> [GOAL] Nothing but the lines from the one that contains "Locate the rear window" through the end of the listing should appear, set down exactly.

Named-object pointing records:
※ ※ ※

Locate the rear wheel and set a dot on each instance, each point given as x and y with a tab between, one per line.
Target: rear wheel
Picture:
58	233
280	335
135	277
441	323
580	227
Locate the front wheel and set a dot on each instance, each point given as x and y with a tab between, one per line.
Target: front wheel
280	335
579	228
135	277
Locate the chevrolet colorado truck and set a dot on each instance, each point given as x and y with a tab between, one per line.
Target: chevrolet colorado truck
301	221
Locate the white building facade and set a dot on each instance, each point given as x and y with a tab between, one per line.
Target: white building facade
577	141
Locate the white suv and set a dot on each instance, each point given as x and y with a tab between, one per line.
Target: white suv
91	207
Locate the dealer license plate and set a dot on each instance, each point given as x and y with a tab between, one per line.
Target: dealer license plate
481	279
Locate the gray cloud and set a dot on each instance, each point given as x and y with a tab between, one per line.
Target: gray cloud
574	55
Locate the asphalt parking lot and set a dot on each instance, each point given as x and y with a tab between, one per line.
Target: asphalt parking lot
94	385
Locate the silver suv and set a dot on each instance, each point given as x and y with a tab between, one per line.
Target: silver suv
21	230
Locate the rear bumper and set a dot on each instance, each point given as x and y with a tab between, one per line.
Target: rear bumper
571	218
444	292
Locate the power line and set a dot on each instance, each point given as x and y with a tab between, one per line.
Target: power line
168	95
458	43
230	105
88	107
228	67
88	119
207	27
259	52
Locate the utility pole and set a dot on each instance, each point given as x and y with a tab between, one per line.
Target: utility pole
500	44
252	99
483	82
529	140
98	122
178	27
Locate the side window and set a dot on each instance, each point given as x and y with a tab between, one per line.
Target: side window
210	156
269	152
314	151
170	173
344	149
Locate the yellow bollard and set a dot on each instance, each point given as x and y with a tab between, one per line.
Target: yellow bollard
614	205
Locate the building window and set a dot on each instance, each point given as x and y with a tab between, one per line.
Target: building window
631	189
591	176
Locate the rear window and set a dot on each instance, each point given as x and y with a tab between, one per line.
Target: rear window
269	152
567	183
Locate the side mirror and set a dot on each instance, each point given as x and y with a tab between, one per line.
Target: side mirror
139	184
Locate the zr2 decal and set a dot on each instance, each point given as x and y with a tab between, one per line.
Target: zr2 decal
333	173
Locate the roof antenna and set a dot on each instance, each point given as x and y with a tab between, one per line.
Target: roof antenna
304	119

※ ※ ※

> [SOLUTION]
Locate the rear window and set a dot on each instance, each point given as x and y with a tab between, one per line.
Target: rear window
269	152
567	183
Locate the side mirror and set a dot on each instance, each point given as x and y with a tab between, one per line.
Target: side mirror
139	184
Locate the zr2 decal and set a dot on each instance, each point given as x and y with a tab between, one per line.
Target: zr2 decal
333	173
Locate the roof antenna and set a dot on each instance, each point given as x and y with a tab between, one per line.
Target: roof antenna
304	119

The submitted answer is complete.